Tarefas a realizar =>
(a) No texto sobre a modernidade, em qual obra Thompson afirma que a industrialização foi fruto das lutas de classes?
(b) Dê a continuação do texto sobre a modernidade e as relações de trabalho, começando logo após a última frase apresentada.

Trecho fornecido =>

※

A modernidade é o período que empreende a transformação das relações de trabalho por meio da Revolução Industrial. Marx faz importante observação sobre este contexto em Manuscritos Econômico-Filosóficos em 1844, apontando para os baixos salários pagos pelos industriais aos trabalhadores, permitindo somente a reprodução da força de trabalho. Na Inglaterra, o salário era compatível com a existência de um animal, como apontava Smith. Poderíamos dizer que o mesmo acontece na década de 1930 no Brasil, com a implementação do salário mínimo, como ressalta Chico de Oliveira em Crítica à Razão Dualista, sendo as leis trabalhistas “um conjunto de medidas destinadas a instaurar um novo modo de acumulação”. Esse período, notadamente marcado pelas revoluções burguesas, fundamenta as bases do capitalismo, assim como sua jurisdição, como destaca Décio Saes em A Formação do Estado Burguês no Brasil, apontando para o elo da jurisdição burguesa ao funcionamento das relações de dominação capitalista. Em As Peculiaridades dos Ingleses, Thompson afirma que a industrialização fora fruto das luta de classes. A industrialização é uma condição da luta de classes. A modernidade, portanto, é o período em que a burguesia se afirma como classe hegemônica, defendendo os seus interesses, construindo suas instituições e aparatos de poder.

※

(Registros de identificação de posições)

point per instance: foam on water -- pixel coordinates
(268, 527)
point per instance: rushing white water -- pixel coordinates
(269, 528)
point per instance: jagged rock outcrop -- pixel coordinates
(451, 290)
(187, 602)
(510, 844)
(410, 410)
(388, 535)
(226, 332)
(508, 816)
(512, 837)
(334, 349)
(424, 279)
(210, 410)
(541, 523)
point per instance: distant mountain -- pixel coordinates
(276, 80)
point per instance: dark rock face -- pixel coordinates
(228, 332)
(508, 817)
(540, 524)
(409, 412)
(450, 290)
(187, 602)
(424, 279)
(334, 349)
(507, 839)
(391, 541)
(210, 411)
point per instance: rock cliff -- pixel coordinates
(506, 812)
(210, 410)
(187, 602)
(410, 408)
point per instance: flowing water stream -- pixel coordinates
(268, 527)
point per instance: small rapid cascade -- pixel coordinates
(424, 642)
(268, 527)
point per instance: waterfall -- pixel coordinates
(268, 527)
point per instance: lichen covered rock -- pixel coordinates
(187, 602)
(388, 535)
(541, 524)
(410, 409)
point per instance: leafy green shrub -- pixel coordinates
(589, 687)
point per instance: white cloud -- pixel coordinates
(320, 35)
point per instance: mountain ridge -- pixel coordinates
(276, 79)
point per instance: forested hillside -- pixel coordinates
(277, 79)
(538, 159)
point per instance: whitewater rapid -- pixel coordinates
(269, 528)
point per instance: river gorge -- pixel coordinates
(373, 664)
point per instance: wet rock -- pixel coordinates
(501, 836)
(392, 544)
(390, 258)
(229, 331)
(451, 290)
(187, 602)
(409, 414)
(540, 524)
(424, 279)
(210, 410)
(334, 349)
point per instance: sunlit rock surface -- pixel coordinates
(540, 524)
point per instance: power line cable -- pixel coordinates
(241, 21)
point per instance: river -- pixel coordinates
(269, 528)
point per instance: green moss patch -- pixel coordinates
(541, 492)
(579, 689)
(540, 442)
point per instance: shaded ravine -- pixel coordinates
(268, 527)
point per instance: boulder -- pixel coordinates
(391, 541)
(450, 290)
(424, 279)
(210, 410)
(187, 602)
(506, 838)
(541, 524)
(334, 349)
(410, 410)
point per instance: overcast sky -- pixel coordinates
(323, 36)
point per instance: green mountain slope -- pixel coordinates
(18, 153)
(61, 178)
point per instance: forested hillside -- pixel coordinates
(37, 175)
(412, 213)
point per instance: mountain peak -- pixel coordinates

※

Resultados por tarefa =>
(a) Em As Peculiaridades dos Ingleses.

(b)
Dentro desse longo panorama histórico, questiona Raymond Williams: “quais são as relações entre arte e sociedade?” Ou poderíamos dizer entre cultura e sociedade. Para Williams, a cultura é o comum. Trata-se de uma práxis interativa. O lugar da cultura é a história, é o processo social, produção material entre os homens. Todo processo cultural é um processo político, logo é um processo comunicacional. A arte tem lugar central na dinâmica do capital que pressupõe a reprodução do sociometabolismo do capital. A cultura entra aí como elemento imprescindível à reprodução de determinados valores que, neste caso obedecendo aos valores do capital, tende quase sempre a sofrer uma série de modificações, adaptações, flexibilidades e por vezes regressão e conservadorismo. Por isso, como ressalta Williams: “Qualquer abordagem moderna para uma teoria marxista da cultura deve iniciar-se considerando a proposição de uma base determinante e de uma superestrutura determinada.”

Por mais que haja obviamente dinâmicas que escapam a um determinismo da organização econômica da sociedade burguesa, temos ainda como pressuposto a consciência forjada num determinado espaço temporal, onde se encontram determinada forma de relação de trabalho e sociabilidade que transcende a existência individual. Sobrepõe-se ao indivíduo todo um acúmulo social e histórico, que é determinante independentemente das vontades individuais. A produção artística se relaciona, portanto, de forma contraditória e dialética, ora avança, ora recua, no que diz respeito à sua, digamos, natureza enquanto expressão humana que possui um caráter notadamente questionador e independente, tema abordado também por Celso Frederico.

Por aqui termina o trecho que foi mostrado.